Task goal:
Reproduce, without any change, the stretch of the data from the line containing "the nostril, each" through the end of the data.

#### Recorded data

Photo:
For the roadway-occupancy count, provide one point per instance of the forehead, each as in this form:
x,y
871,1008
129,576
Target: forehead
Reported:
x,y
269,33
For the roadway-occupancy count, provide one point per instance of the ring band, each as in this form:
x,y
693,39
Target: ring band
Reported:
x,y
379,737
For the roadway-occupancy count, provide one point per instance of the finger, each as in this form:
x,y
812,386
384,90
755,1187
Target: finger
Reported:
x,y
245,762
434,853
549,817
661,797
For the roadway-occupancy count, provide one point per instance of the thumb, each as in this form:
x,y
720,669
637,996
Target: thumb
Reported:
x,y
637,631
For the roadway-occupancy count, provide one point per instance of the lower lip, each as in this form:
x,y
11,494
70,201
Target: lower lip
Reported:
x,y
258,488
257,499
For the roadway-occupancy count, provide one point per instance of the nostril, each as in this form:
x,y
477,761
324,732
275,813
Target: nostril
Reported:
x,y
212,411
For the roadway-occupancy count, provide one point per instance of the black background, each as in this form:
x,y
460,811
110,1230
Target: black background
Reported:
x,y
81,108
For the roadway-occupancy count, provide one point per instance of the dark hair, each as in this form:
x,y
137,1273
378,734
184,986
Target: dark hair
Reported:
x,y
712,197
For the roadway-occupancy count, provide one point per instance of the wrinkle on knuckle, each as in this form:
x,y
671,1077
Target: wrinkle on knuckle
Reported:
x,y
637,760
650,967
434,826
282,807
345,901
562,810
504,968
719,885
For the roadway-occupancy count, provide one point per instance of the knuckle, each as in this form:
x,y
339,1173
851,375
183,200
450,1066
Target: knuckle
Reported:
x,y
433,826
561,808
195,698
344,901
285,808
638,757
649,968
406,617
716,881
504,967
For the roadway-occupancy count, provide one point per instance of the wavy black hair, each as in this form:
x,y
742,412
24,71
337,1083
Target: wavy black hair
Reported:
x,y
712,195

########

Written response:
For the roadway-occupancy count, provide one point per instance of the nostril, each as in this form:
x,y
477,761
324,732
275,813
Target: nostril
Reported:
x,y
212,411
For the roadway-occupancy count, provide one point per instance of the black background, each as in this form:
x,y
460,811
110,1230
Target: black background
Reported:
x,y
81,108
For the roadway-occupancy count, provide one point per instance of the dark hair, each as in this form:
x,y
137,1273
378,734
184,986
Target: dark hair
Reported:
x,y
712,197
For the roadway-occupancy count, provide one point per instance of the wrinkle on knuckle, each as in this form:
x,y
671,1077
Target: wrinkle on knuckle
Reported:
x,y
637,760
650,967
434,826
282,807
345,901
562,810
504,968
719,885
For the roadway-occupancy count, provide one point per instance of the knuckle, each as in this form:
x,y
339,1173
851,375
183,200
450,1066
Target: knuckle
Reported:
x,y
433,826
561,808
195,698
344,901
285,808
638,757
649,968
406,617
716,881
504,967
For the roadway-occupancy count, provide one point per instance of the wavy black hair, each as in this form:
x,y
742,412
24,71
337,1083
Target: wavy black hair
Reported:
x,y
712,195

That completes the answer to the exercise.